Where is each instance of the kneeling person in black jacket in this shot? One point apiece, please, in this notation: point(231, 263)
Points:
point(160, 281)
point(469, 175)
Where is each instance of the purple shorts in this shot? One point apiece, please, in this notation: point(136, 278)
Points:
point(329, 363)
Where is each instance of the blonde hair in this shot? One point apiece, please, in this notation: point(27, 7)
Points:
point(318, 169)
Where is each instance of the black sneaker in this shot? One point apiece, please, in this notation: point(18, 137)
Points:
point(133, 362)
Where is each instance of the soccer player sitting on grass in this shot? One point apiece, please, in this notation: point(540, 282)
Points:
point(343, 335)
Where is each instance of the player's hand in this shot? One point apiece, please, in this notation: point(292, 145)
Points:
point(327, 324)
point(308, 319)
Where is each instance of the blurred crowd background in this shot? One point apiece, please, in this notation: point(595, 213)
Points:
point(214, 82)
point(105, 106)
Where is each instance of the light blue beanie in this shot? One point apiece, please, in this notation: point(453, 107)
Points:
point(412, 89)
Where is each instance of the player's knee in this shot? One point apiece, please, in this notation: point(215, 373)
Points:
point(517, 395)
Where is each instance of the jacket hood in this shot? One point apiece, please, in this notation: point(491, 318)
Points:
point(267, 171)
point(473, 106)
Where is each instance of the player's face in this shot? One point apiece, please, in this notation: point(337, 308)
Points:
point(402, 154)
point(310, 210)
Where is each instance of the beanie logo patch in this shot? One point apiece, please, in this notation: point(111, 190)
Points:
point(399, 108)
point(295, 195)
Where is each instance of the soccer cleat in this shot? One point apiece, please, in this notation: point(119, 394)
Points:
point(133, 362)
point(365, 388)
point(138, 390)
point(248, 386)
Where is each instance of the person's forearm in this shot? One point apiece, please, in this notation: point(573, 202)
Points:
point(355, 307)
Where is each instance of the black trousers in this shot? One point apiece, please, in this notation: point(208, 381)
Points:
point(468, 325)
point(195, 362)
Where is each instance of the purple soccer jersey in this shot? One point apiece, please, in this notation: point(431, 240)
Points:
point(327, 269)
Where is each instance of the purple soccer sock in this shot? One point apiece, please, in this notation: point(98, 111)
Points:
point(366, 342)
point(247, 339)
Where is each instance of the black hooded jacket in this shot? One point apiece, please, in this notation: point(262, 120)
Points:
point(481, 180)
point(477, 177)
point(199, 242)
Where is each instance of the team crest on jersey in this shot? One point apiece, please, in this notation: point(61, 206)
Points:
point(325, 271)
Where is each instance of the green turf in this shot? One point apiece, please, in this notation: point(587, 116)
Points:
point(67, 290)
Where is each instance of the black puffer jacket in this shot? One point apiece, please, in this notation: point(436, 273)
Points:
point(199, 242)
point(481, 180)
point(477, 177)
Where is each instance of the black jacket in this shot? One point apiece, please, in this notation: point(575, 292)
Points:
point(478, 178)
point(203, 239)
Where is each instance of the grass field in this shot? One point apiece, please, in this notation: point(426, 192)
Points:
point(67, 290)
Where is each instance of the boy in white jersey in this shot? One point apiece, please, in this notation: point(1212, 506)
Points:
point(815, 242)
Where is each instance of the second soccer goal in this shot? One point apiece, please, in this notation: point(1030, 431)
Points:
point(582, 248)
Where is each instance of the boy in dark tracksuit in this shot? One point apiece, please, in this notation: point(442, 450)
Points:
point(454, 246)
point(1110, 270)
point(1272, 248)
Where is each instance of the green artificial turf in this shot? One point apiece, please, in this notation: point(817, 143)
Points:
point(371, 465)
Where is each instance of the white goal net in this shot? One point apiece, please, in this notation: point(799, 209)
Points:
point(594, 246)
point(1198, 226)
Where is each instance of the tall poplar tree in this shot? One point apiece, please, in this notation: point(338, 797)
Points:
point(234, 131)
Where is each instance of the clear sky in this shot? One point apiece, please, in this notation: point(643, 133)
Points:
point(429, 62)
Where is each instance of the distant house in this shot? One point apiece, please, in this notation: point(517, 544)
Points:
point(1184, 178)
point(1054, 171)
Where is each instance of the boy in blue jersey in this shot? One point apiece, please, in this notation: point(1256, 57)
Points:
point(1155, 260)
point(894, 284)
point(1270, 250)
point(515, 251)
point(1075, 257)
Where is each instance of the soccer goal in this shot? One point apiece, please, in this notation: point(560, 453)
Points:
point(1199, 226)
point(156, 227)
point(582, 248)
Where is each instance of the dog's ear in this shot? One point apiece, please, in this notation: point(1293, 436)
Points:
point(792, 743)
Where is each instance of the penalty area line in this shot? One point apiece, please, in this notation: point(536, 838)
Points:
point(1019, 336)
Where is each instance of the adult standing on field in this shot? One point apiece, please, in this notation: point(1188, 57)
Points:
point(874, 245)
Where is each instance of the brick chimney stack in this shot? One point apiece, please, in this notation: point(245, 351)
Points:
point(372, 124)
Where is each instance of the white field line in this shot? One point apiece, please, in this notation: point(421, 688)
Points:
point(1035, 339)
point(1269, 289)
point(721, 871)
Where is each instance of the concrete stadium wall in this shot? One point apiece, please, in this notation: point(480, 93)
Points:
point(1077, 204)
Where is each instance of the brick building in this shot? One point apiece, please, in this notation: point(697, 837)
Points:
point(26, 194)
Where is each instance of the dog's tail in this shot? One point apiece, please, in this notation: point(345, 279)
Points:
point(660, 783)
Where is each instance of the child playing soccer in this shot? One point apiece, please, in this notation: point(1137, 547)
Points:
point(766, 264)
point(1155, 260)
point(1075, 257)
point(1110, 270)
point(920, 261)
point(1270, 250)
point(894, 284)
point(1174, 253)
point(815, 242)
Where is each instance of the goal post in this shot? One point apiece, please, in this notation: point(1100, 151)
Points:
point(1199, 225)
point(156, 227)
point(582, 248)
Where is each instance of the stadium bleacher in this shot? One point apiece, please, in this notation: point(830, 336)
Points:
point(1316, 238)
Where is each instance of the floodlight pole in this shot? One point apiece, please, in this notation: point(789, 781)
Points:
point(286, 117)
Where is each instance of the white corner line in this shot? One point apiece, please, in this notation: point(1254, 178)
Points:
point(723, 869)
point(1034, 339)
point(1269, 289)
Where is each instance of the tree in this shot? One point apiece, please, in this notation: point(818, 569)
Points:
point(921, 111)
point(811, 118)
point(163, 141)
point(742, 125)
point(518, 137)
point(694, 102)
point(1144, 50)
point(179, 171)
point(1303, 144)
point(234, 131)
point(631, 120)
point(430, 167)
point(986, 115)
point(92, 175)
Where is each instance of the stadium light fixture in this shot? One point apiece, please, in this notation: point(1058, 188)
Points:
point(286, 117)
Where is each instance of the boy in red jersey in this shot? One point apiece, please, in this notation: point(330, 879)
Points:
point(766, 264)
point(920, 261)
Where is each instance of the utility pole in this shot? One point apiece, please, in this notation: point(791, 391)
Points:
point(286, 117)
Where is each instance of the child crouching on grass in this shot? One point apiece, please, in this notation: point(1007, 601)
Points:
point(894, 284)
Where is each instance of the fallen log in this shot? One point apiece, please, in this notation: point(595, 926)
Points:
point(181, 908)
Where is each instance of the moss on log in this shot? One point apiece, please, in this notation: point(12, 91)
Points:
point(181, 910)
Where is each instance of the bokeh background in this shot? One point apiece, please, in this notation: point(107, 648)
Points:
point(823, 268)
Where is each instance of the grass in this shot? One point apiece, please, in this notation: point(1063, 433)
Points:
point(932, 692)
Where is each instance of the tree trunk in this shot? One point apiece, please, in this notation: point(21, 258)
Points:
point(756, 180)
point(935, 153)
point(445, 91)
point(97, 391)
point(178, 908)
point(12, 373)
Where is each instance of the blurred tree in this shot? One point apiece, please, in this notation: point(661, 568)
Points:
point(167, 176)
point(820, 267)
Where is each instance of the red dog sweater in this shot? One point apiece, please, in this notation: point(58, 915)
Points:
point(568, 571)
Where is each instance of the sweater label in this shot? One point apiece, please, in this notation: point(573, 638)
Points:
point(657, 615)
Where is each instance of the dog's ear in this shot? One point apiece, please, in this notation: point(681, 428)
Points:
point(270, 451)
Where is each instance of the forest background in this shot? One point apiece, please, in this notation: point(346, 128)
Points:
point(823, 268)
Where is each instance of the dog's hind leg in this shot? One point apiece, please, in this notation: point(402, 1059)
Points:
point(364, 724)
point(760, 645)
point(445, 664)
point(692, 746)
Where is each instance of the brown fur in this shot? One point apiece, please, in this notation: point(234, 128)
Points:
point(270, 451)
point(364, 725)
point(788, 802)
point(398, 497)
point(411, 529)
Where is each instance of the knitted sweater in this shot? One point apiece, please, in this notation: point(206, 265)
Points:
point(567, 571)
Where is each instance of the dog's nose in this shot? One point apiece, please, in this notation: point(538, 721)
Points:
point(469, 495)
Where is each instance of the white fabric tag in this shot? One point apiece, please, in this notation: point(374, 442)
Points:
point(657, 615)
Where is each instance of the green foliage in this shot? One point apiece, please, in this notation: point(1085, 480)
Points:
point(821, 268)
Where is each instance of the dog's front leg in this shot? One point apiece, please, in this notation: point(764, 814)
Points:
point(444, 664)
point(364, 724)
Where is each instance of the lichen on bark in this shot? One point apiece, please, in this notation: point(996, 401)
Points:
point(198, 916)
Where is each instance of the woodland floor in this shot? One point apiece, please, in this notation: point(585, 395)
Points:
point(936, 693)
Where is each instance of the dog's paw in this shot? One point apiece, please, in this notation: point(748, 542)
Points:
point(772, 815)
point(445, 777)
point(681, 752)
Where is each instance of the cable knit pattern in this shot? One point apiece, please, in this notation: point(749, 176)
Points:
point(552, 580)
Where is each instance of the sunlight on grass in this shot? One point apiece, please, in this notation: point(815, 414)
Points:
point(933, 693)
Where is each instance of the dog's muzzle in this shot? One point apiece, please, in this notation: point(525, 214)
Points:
━━━━━━
• _Stated problem_
Rescale the entries from the line with "Where is each instance of the distant" up to and including the line with "point(874, 245)", and output only those lines, including the request lines. Multiply every coordinate in the answer points by 0.95 and round to whole numbers, with halves rounded up; leave the request text and its sample points unchanged.

• _Answer to the exercise_
Where is each instance of the distant house in this shot? One point apiece, please, in this notation: point(517, 544)
Points:
point(1125, 169)
point(1001, 162)
Where is each instance of the boy in blue jersey in this shot? One point apiece, please, in this notation: point(1256, 57)
Points:
point(1097, 247)
point(849, 270)
point(1207, 238)
point(489, 238)
point(1021, 244)
Where is each instance of the soccer goal in this shot? One point apiece, please, in this notation: point(560, 453)
Points:
point(1139, 215)
point(148, 216)
point(553, 236)
Where is each instance of the dog's ear in this shot? One point apiece, please, in this notation: point(1293, 436)
Points:
point(752, 706)
Where is each instance of the penalty area line in this shot? One point apiece, please, in this notation: point(536, 838)
Points:
point(968, 319)
Where is each instance of the adult standing on field in this shot? One point apiece, please, in this notation: point(1188, 57)
Points:
point(830, 233)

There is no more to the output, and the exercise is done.